Stored items:
========================

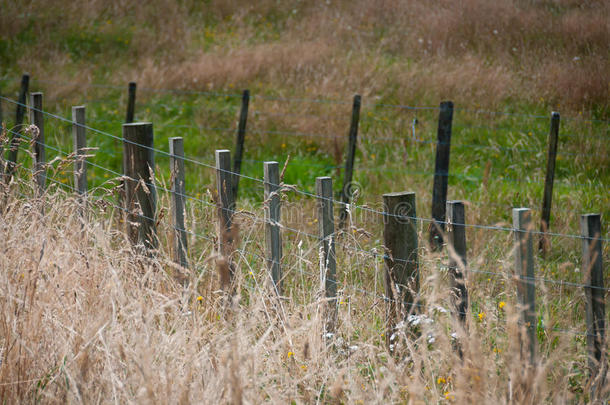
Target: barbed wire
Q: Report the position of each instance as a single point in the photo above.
(352, 206)
(316, 237)
(364, 291)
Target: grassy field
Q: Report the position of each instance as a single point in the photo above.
(86, 319)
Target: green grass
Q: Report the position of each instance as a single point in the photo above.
(498, 162)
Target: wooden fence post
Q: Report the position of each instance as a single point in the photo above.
(11, 160)
(273, 236)
(326, 235)
(176, 164)
(131, 103)
(37, 118)
(79, 140)
(140, 193)
(441, 174)
(401, 277)
(456, 235)
(526, 286)
(590, 228)
(545, 243)
(347, 190)
(239, 142)
(226, 210)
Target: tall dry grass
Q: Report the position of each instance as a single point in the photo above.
(475, 51)
(86, 318)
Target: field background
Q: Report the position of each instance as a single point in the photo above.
(506, 65)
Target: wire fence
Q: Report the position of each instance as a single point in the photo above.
(344, 287)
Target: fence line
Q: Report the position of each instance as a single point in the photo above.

========================

Would you copy exactly the lines from the one that contains "Target: wire fence" through the final line of the records above, including both?

Target: wire fence
Q: Report the position of each instance as a single point in the photo above.
(344, 287)
Target: fence line
Q: Report the position of each instance as a single point in the photo above.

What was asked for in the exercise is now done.